(INFORMATION PROVIDED begins)

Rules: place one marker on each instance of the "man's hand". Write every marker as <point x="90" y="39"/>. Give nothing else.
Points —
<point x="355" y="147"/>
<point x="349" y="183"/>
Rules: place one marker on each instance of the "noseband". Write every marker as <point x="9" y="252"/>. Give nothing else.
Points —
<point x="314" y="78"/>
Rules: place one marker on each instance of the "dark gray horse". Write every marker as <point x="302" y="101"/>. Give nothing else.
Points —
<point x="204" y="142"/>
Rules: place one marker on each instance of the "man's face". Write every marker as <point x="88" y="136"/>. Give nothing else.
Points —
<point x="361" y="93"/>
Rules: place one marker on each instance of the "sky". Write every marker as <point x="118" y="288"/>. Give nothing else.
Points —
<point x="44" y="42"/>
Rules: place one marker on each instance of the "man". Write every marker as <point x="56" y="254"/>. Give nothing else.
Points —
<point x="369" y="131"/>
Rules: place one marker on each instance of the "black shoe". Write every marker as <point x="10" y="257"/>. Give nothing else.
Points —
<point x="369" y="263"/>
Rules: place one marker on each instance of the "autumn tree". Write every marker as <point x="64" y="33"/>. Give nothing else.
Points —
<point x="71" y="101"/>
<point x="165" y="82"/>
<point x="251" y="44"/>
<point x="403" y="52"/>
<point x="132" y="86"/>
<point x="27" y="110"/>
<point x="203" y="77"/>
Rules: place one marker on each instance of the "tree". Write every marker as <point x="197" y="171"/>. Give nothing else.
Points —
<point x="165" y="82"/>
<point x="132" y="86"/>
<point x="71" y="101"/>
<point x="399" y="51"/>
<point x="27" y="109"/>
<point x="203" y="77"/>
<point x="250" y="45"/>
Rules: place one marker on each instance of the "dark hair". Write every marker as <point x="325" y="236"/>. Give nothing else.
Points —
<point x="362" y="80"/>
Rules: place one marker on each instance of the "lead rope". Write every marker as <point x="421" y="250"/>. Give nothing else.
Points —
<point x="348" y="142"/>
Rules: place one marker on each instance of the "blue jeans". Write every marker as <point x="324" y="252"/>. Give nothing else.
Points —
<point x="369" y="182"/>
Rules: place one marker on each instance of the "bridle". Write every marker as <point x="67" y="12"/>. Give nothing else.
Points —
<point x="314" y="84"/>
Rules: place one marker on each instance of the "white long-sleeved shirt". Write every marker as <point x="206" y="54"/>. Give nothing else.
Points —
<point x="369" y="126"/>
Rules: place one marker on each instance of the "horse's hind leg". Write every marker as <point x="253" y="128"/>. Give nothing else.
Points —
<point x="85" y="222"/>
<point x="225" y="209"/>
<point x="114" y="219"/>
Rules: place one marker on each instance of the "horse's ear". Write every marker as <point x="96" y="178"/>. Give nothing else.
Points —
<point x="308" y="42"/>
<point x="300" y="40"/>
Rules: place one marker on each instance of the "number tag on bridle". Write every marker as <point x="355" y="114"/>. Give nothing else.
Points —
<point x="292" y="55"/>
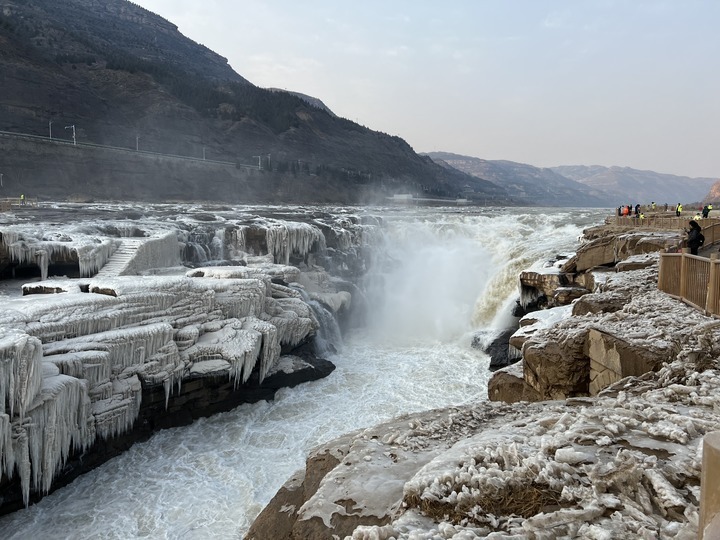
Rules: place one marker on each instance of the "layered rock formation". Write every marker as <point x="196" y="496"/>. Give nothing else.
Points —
<point x="632" y="376"/>
<point x="88" y="365"/>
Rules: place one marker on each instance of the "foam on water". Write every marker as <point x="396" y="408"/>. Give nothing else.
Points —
<point x="455" y="271"/>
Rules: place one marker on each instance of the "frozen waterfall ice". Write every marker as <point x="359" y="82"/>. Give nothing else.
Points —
<point x="75" y="354"/>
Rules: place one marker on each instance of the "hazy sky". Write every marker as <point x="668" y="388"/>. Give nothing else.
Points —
<point x="594" y="82"/>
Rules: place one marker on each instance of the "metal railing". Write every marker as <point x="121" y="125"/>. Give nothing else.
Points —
<point x="7" y="203"/>
<point x="40" y="138"/>
<point x="692" y="279"/>
<point x="660" y="221"/>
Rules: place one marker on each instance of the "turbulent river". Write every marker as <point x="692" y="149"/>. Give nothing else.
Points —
<point x="453" y="275"/>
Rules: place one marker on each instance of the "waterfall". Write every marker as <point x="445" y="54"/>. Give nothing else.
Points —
<point x="328" y="339"/>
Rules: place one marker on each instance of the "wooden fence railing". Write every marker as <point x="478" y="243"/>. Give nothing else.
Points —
<point x="692" y="279"/>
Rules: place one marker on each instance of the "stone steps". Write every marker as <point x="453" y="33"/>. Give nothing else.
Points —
<point x="121" y="258"/>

(INFORMATION PROVIDED ends)

TASK DESCRIPTION
In the records, count every line that includes "dark" and give the count alone.

TASK RESULT
2